→ **Action item**
Output the records that follow, keeping every line exactly as it is.

→ **Data to use**
^^^^^^^^^^^^^^^^

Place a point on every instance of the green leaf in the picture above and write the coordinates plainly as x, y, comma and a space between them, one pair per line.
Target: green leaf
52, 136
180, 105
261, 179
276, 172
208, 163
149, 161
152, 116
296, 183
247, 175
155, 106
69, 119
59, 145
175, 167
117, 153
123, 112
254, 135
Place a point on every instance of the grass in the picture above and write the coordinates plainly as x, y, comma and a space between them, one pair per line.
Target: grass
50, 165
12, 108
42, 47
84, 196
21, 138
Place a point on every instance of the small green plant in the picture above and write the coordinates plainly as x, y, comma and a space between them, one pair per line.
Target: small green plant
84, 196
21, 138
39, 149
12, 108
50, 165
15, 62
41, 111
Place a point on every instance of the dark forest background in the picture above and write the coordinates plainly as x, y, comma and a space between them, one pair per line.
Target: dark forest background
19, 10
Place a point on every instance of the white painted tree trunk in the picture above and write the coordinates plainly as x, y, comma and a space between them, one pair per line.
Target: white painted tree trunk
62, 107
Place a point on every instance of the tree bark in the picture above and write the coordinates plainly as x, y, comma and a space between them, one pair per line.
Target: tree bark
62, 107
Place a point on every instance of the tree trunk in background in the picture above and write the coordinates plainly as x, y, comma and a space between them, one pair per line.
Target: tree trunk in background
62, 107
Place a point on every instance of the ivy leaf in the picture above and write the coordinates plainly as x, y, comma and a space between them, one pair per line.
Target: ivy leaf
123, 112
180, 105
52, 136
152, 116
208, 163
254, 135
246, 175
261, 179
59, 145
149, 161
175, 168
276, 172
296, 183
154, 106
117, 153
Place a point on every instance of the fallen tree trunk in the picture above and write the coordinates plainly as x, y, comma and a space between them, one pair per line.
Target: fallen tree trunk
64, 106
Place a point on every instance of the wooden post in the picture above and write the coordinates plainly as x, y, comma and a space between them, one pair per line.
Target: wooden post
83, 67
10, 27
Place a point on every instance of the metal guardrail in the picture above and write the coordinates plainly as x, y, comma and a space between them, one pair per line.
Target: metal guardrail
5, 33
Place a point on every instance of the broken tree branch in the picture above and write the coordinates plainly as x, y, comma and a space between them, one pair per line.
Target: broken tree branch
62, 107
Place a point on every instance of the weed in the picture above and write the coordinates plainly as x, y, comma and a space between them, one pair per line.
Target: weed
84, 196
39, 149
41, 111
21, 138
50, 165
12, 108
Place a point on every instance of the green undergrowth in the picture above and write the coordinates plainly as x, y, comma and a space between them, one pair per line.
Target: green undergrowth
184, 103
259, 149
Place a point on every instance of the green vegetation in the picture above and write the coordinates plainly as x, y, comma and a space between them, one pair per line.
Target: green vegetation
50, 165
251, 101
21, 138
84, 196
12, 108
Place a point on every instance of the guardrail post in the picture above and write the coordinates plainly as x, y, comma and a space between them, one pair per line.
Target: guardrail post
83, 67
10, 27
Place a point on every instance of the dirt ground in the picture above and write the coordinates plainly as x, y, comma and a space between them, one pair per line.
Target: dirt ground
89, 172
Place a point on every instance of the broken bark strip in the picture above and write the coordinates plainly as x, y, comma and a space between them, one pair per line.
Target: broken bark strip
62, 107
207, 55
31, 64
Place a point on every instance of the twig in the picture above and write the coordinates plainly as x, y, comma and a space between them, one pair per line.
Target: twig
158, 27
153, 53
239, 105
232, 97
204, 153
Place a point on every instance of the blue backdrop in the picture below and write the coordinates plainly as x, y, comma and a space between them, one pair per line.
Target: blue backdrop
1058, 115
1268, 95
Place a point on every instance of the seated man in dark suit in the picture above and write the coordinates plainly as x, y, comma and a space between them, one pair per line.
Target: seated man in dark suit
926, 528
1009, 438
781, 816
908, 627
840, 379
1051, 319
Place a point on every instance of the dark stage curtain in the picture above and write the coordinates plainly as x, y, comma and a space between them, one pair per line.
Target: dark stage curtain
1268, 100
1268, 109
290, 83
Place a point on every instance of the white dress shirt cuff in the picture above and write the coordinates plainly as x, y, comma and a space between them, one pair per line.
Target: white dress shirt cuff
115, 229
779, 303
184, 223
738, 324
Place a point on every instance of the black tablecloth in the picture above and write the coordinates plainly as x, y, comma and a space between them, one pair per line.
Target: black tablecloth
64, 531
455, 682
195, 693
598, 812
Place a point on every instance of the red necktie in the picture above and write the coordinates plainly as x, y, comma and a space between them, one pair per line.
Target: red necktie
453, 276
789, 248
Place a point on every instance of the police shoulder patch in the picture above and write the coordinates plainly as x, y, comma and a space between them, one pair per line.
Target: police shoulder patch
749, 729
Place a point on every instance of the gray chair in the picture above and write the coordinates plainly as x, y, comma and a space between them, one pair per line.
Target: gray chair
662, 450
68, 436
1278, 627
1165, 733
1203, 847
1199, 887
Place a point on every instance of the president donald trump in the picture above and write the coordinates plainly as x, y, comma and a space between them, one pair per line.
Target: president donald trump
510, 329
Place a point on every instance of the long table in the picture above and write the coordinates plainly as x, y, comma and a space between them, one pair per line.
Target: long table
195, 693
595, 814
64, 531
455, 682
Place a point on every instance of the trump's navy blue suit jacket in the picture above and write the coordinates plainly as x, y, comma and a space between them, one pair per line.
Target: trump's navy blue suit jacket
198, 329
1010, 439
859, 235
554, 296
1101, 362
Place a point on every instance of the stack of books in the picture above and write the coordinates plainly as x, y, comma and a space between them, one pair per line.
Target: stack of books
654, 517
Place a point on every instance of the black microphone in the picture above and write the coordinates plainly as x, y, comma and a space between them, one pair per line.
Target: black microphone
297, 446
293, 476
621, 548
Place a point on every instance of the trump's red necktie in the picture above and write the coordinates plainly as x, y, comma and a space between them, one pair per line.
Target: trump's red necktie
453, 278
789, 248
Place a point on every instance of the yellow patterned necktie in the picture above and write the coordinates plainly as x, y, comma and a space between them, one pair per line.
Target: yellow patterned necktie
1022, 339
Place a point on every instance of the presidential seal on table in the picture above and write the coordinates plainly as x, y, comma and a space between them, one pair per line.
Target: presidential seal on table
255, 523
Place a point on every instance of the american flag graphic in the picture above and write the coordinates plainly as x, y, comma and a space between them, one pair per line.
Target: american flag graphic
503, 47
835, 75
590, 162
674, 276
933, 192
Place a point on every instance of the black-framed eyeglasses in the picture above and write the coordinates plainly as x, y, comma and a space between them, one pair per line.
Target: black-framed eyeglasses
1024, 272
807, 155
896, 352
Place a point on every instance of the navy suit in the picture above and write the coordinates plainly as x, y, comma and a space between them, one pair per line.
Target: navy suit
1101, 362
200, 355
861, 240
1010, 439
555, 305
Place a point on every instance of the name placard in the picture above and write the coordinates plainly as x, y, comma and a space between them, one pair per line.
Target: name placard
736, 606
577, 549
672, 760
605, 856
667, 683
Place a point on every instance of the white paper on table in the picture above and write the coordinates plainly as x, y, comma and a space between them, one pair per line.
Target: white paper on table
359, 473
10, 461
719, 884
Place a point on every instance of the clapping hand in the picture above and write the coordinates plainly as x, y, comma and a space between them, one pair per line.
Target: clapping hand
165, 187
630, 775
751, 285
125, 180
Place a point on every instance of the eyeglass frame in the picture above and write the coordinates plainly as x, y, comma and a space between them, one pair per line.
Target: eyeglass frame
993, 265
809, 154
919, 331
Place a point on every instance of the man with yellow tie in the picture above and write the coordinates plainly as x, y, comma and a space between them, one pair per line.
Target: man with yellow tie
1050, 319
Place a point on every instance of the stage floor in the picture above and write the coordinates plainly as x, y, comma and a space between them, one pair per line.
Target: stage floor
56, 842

^^^^^^^^^^^^^^^^

→ **Output for this task**
Place a point on every instance of the green leaf in the picture above and write the coordinates plainly as x, y, comma and a space between them, one pair per line.
Target: green leaf
52, 136
180, 105
261, 179
276, 172
208, 163
149, 161
152, 116
296, 183
247, 175
155, 106
69, 119
59, 145
175, 167
117, 153
123, 112
254, 135
Place a point on every instance of the grass in the picture above and write the coordinates plainly as x, y, comma and a space between them, one pair per line.
Target: grass
50, 165
12, 108
42, 47
84, 196
21, 138
Place a point on every instance of the small green plant in the picture above and write the coordinates plainly as x, y, comma and a space between them, one pair per line.
Target: small green plant
84, 196
21, 138
39, 149
12, 108
50, 165
15, 62
41, 111
Place a point on every instance of the dark forest background in the picture above and write the coordinates plainly as x, y, comma and a space between them, one pair per line.
Target: dark forest background
19, 10
Place a point on every instance of the white painted tree trunk in the picture above and write the coordinates plainly as x, y, comma and a space between them, one pair per line.
Target: white painted tree trunk
62, 107
Place a point on every instance of the tree bark in the picture above and write the coordinates plainly as x, y, comma and a space between them, one pair per line.
Target: tree bark
62, 107
Place a point on every instance of the tree trunk in background in the picture above and write the coordinates plainly as x, y, comma and a space between them, one pair per line.
Target: tree trunk in background
62, 107
Place a point on every instance of the ivy leaf in the picture above and write the coordinates plainly as x, y, comma and a space between them, one pair per line.
Target: ivy leaf
123, 112
180, 105
52, 136
152, 116
208, 163
254, 135
246, 175
261, 179
59, 145
149, 161
175, 168
276, 172
296, 183
154, 106
117, 153
Place a point on every instance of the fallen tree trunk in the picture above and write the coordinates plainly as x, y, comma and a space between them, one pair per line.
Target: fallen tree trunk
64, 106
Place a point on every instance of the wooden post in the picture above and write the coordinates plainly as x, y, comma and a space between them, one pair per line.
Target: wooden post
83, 67
10, 27
Place a point on every instance of the metal guardrail in the picture above and write the coordinates plainly as x, y, comma and a space between them, one pair per line.
Target: metal guardrail
5, 33
Place a point on every instance of the broken tree branch in the picture above and write the coordinates plainly as x, y, comma and a space between them, one pair per line.
Target: broken tree branch
62, 107
Place a point on every instance of the weed in the picture above and write the coordinates plainly as x, y, comma and a space between them, one pair per line.
Target: weed
84, 196
39, 149
41, 111
21, 138
50, 165
12, 108
Place a point on every instance of the green undergrowth in the picture above and write the coordinates plainly as x, y, comma and a space between them, one pair per line.
Target: green undergrowth
184, 103
259, 149
Place a point on every instance of the green vegetation in the picture above and write the coordinates plainly as x, y, comma and a space between them, one pair per line.
Target: green vegetation
50, 165
251, 101
21, 138
84, 196
12, 108
Place a point on every instance of the guardrail post in the picture above and write the coordinates plainly as x, y, comma and a space between them, one pair per line.
Target: guardrail post
83, 67
10, 27
Place a point on every instance of the dirt ground in the picture above and write the coordinates plainly as x, y, comma and a space between them, one pair per line.
Target: dirt ground
89, 172
Place a point on every instance of the broken bark strip in the picture above and write the coordinates plainly as x, y, comma and a space between them, one pair per line.
Target: broken bark strip
62, 107
207, 55
31, 64
Place a point on every instance of the twig in the picture above and write the coordinates plainly as x, y, comma and a space between them, one pair per line.
Target: twig
158, 27
153, 53
239, 105
232, 97
204, 153
Place a point on every instance of the blue backdrop in the picture below and write the coordinates plainly as x, y, comma and a space between them, one pair per line.
Target: blue backdrop
1058, 115
1268, 95
Place a point on every instance of the seated man in dark suit in the picture above and write the coordinates plainly as x, y, comma and a space between them, one pair per line.
Target: seated man in dark suit
926, 528
1009, 438
781, 816
908, 627
840, 379
1051, 319
Place a point on every instance of the dark stage curtain in the picture above and write the coordinates plainly as x, y, comma and a space between them, one pair per line.
Target: dark stage curtain
1268, 100
1268, 109
290, 83
Place a point on every instance of the white dress shirt cuff in the picture above and write the coordinates plainly as x, y, comma and a space between them, one pair per line.
Target: white dress shirt cuff
115, 229
779, 303
184, 223
738, 324
Place a point on every instance of the black tablecloth in the picture above and write the coordinates plainly as x, y, comma and a space between them, one pair per line.
Target: black tablecloth
64, 531
455, 682
195, 693
598, 812
Place a point on every instance of the red necktie in the picture above and write the coordinates plainly as x, y, comma and a space between them, one pair per line.
Target: red necktie
453, 276
789, 248
Place a point on every instance of the police shoulder patch in the picture above and write the coordinates plainly as x, y, comma and a space between them, one pair per line.
Target: police shoulder patch
749, 729
Place a point on every instance of the gray chair in the picture above and write the coordinates plainly as x, y, comma and a space between them, one pair per line.
Target: gray chair
662, 450
68, 436
1278, 627
1165, 733
1203, 847
1199, 887
Place a point on every instance of the president donald trump in the picture above and write the coordinates plainly as x, y, comma and a space between them, one pair per line.
Target: president donald trump
510, 329
Place a point on every instance of the long table in the picture above and write the coordinates plainly as x, y, comma and a space between them, one pair per line.
Target: long table
195, 693
595, 814
64, 531
455, 682
Place a point on every instance of the trump's navy blue suit jacket in the picture above and write the coordinates plainly as x, y, comma and a space between them, one pair per line.
Target: trump's navy blue suit jacket
198, 329
1010, 439
859, 235
554, 296
1101, 362
Place a point on every instance of the stack of books in the picture above and write the coordinates plainly as x, y, comma and a space between them, one pair per line.
Target: stack of books
654, 517
Place a point on every instance of the black microphone in the picture above and write the coordinates plainly as x, y, comma and a space between them, one pair per line.
Target: black microphone
297, 446
293, 476
621, 548
Place a point on every instance of the trump's red necktie in the picture above and write the coordinates plainly as x, y, comma and a space between them, one pair per line.
Target: trump's red necktie
453, 278
789, 248
Place a point on every instance of the yellow patterned necktie in the picture above and write the coordinates plainly as x, y, comma and a space between them, one pair per line.
Target: yellow patterned necktie
1022, 339
Place a point on every instance of the presidential seal on table in the picture above and write the coordinates plainly as x, y, comma and a space between them, one pair per line.
Target: presidential seal on table
255, 523
Place a point on every instance of the american flag graphic in the picture above and write the coordinates plainly as x, y, comma and a space between them, one pair per line.
Target: american flag graphic
503, 47
835, 75
590, 162
674, 276
933, 192
Place a point on every instance of the black-framed eyeglasses in the picture above and write the coordinates plainly as x, y, comma and a space between them, one pair per line.
Target: black-framed eyeglasses
1024, 272
807, 155
896, 352
Place a point on every instance of the navy suit in the picture above and write the coordinates plainly as x, y, comma and a space between them, one pair per line.
Target: navy suit
1101, 362
200, 355
861, 240
1010, 439
555, 305
Place a point on every instance of the name placard in the picture above and write the coordinates plainly as x, y, comma and a space between them, one pair per line.
Target: name placard
736, 606
577, 549
672, 760
605, 856
667, 683
Place a point on every instance of the white paper on table in the picture above and write the coordinates plainly as x, y, comma and a space between them, one pair per line.
Target: white paper on table
359, 473
10, 461
719, 884
Place a point on every instance of the clapping hand in the picture above and write the coordinates plainly as x, y, comma and a space between them, one pair per line.
Target: clapping hand
165, 187
630, 775
751, 285
125, 180
Place a point on every instance of the eyeglass frame in the picture above and write the coordinates plainly as x, y, comma and a space between them, one pair per line.
Target: eyeglass frame
993, 265
809, 154
919, 331
Place a point on every instance of the man with yellow tie in the picture above and write the coordinates plainly as x, y, comma and a space between them, one pair per line.
Target: man with yellow tie
1050, 319
Place a point on every instance of the stage floor in the picture above and write the coordinates plainly as x, y, comma and a space between them, one pair per line.
Target: stage floor
56, 842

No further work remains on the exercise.